## [Work instructions]
Please write out again the part of the records that opens with the line containing "Could you point to the brick" and runs through the end of the records, requests included, raising every point coordinate in the answers by 122.

## [Supplied material]
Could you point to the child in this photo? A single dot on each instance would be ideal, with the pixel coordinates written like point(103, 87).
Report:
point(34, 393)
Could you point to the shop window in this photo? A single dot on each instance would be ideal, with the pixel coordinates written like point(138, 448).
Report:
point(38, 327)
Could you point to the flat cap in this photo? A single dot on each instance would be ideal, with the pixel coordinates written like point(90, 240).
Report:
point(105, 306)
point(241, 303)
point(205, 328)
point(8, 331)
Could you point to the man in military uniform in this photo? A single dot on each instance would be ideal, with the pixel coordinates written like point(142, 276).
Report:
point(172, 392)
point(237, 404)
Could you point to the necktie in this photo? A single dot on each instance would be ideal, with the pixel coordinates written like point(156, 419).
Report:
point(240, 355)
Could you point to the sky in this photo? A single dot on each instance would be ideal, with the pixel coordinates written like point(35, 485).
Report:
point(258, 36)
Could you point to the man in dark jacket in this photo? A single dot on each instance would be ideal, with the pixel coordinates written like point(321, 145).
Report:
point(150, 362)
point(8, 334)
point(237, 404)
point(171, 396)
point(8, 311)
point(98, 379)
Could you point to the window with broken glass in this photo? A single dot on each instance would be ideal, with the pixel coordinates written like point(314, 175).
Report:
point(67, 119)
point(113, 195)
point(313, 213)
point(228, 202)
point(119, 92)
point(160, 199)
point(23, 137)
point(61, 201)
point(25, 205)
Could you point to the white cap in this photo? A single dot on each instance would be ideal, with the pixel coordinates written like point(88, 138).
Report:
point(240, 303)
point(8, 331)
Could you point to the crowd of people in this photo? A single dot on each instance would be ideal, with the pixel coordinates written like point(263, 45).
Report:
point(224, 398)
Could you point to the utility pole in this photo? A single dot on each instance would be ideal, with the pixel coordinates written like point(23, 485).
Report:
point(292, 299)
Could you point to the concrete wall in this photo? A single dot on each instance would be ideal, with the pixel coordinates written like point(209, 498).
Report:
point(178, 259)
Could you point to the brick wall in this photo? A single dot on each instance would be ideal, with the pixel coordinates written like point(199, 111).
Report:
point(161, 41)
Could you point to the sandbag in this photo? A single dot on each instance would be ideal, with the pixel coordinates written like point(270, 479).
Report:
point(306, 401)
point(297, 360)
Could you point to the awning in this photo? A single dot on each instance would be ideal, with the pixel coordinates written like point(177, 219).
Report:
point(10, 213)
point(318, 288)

## [Reply]
Could you point to the brick wall in this photo? A single dot on each instance would be ideal, with the pixel coordinates written like point(199, 111).
Report:
point(283, 163)
Could you point to the sandbag in this photo? A single dot on each instance would be ideal, with the pixel coordinates written like point(270, 479).
Report:
point(428, 523)
point(419, 482)
Could you point to the awning in this photo? A single dot on each instance would be ideal, with the pixel coordinates written like point(177, 219).
Report:
point(132, 335)
point(440, 410)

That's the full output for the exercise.